[Text excerpt]:
+-------+
# Cavs @ Bucks | Game #71 | 3/22/2008



## remy23 (Aug 15, 2002)

_*Game 71*_

 *VS* 

*Cleveland Cavaliers* *(40-30) @* *Milwaukee Bucks** (23-44)*

_*Saturday, March 22, 2008*_
*Time:* 5:30pm PT, 8:30pm ET
*TV:* FSN Ohio
*Radio:* *WTAM 1100*
*Location:* *Bradley Center*, Milwaukee, Wisconsin










*HEAD COACHES*


*Preview*​


> The Cleveland Cavaliers franchise has been around since 1970. Its all-time leading scorer has only been in the NBA since 2003.
> 
> After becoming the franchise scoring leader at just 23 years old, LeBron James looks to add to his total and help the Cavaliers to their third straight win on Saturday when they visit the reeling Milwaukee Bucks.
> 
> ...


----------



## Pioneer10 (Sep 30, 2004)
+-------+
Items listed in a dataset
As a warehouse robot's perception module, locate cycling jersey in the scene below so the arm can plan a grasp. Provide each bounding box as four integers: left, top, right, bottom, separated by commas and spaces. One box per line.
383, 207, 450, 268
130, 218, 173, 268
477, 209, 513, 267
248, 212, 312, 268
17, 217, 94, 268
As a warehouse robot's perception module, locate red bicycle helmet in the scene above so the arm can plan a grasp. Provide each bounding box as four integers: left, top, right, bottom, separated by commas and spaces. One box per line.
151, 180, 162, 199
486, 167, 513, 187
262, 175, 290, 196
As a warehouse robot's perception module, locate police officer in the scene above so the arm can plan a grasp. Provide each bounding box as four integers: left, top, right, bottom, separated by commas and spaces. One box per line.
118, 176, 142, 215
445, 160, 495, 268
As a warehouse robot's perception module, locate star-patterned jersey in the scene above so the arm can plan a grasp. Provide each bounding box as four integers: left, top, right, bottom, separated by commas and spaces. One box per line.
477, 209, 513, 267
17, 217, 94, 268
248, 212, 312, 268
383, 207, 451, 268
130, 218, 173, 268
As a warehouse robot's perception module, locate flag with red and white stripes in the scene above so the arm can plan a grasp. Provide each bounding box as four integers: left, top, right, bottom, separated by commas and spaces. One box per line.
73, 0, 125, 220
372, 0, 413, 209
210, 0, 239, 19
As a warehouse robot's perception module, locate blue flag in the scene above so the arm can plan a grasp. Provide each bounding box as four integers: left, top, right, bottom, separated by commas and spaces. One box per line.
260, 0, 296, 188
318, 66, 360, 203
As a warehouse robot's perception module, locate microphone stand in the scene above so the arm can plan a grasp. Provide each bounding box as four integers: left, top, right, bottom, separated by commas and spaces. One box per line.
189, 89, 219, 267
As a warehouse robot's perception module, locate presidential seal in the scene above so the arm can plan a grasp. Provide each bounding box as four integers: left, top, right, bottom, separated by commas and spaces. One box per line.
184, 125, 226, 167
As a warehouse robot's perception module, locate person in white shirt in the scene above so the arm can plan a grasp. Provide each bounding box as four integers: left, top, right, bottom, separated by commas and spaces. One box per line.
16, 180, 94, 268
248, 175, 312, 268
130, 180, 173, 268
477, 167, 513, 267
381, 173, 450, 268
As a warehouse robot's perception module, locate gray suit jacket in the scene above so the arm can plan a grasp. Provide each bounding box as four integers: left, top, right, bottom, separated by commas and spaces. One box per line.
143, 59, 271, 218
+-------+
[To be done]:
**a.** Answer these questions from the game thread:
(i) Which radio station carries the game?
(ii) In which arena is the game played?
(iii) According to the preview, since what year has the Cleveland Cavaliers franchise been around?
**b.** Recast the rows as a Markdown table with the columns No. and Line, covering only the span from the first row through the line containing "189, 89, 219, 267" and skipping blank lines.

[The results]:
**a.**
(i) WTAM 1100
(ii) The Bradley Center in Milwaukee, Wisconsin
(iii) 1970

**b.**
| No. | Line |
|---|---|
| 1 | As a warehouse robot's perception module, locate cycling jersey in the scene below so the arm can plan a grasp. Provide each bounding box as four integers: left, top, right, bottom, separated by commas and spaces. One box per line. |
| 2 | 383, 207, 450, 268 |
| 3 | 130, 218, 173, 268 |
| 4 | 477, 209, 513, 267 |
| 5 | 248, 212, 312, 268 |
| 6 | 17, 217, 94, 268 |
| 7 | As a warehouse robot's perception module, locate red bicycle helmet in the scene above so the arm can plan a grasp. Provide each bounding box as four integers: left, top, right, bottom, separated by commas and spaces. One box per line. |
| 8 | 151, 180, 162, 199 |
| 9 | 486, 167, 513, 187 |
| 10 | 262, 175, 290, 196 |
| 11 | As a warehouse robot's perception module, locate police officer in the scene above so the arm can plan a grasp. Provide each bounding box as four integers: left, top, right, bottom, separated by commas and spaces. One box per line. |
| 12 | 118, 176, 142, 215 |
| 13 | 445, 160, 495, 268 |
| 14 | As a warehouse robot's perception module, locate star-patterned jersey in the scene above so the arm can plan a grasp. Provide each bounding box as four integers: left, top, right, bottom, separated by commas and spaces. One box per line. |
| 15 | 477, 209, 513, 267 |
| 16 | 17, 217, 94, 268 |
| 17 | 248, 212, 312, 268 |
| 18 | 383, 207, 451, 268 |
| 19 | 130, 218, 173, 268 |
| 20 | As a warehouse robot's perception module, locate flag with red and white stripes in the scene above so the arm can plan a grasp. Provide each bounding box as four integers: left, top, right, bottom, separated by commas and spaces. One box per line. |
| 21 | 73, 0, 125, 220 |
| 22 | 372, 0, 413, 209 |
| 23 | 210, 0, 239, 19 |
| 24 | As a warehouse robot's perception module, locate blue flag in the scene above so the arm can plan a grasp. Provide each bounding box as four integers: left, top, right, bottom, separated by commas and spaces. One box per line. |
| 25 | 260, 0, 296, 188 |
| 26 | 318, 66, 360, 203 |
| 27 | As a warehouse robot's perception module, locate microphone stand in the scene above so the arm can plan a grasp. Provide each bounding box as four integers: left, top, right, bottom, separated by commas and spaces. One box per line. |
| 28 | 189, 89, 219, 267 |